= TASK TO CARRY OUT =
Can you copy out the following lines word for word, without changing anything?

= SOURCE MATERIAL =

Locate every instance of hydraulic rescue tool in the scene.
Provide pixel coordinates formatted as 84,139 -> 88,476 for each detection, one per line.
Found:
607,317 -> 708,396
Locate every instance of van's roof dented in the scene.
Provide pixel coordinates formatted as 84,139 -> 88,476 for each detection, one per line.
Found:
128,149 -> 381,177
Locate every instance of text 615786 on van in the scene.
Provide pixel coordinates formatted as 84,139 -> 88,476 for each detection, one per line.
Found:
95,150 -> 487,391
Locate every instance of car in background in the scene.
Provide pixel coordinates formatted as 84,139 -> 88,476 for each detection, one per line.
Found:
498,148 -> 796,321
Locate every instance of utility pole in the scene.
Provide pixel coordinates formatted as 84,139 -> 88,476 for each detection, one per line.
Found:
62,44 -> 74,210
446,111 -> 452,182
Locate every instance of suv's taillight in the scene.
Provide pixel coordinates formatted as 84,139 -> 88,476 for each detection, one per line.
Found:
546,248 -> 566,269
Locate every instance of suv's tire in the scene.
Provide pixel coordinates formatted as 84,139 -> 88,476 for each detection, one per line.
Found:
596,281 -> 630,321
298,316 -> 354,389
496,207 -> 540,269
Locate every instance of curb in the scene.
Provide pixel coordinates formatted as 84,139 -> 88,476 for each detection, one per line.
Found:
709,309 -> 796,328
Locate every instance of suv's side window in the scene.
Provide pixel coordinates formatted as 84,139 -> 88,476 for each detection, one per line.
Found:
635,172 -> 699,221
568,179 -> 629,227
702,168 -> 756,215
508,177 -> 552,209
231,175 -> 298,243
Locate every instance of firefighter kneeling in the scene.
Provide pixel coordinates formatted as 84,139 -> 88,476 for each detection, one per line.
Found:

= RESULT OF THIS EXERCISE =
Locate every instance of hydraulic rescue tool in the scene.
Provide pixel coordinates formatted as 84,139 -> 88,476 for each detection, one per line.
Found:
607,317 -> 708,396
Locate every instance of van's roof dented in the scene.
Provide pixel coordinates formatted as 84,139 -> 88,476 for each detection, one per line.
Found:
128,149 -> 381,177
Locate every instance of text 615786 on van in the scene.
Provide pixel coordinates formatted as 84,139 -> 88,476 for each detection, one per line.
Found:
95,150 -> 487,391
Locate every instance of car in background in the scene.
Provide pixel coordinates formatted as 84,139 -> 88,476 for each detection, one per line.
Found:
498,148 -> 796,321
Locate every instance of utility pole in the scene.
Provide pixel coordinates formatted as 84,139 -> 88,476 for each detection, one per line.
Found:
62,44 -> 74,210
446,111 -> 452,182
Locate every instance of suv's taillight in the scene.
Provide pixel coordinates formatted as 84,139 -> 88,476 for each detection, one per line.
Found:
546,248 -> 566,269
Locate every instance of suv's tire in the scene.
Provide pixel coordinates formatted as 84,139 -> 88,476 for each detection, one per line.
Found:
596,281 -> 630,321
298,316 -> 354,389
496,207 -> 540,269
Locate every instance of curb in the scene.
Provide pixel coordinates formatted as 84,139 -> 88,476 for each detection, one per line.
Found:
709,309 -> 796,328
Locate every instance of suv's side window in the scene.
Provide pixel coordinates formatted as 84,139 -> 88,476 for each detection, one per line.
Found:
635,172 -> 699,221
568,179 -> 629,227
702,168 -> 756,215
508,177 -> 552,209
231,175 -> 298,243
Locate every instance of firefighter kneeling in the scene.
Provide pixel coordinates formatted as 84,139 -> 88,476 for each detection, one per line.
Found:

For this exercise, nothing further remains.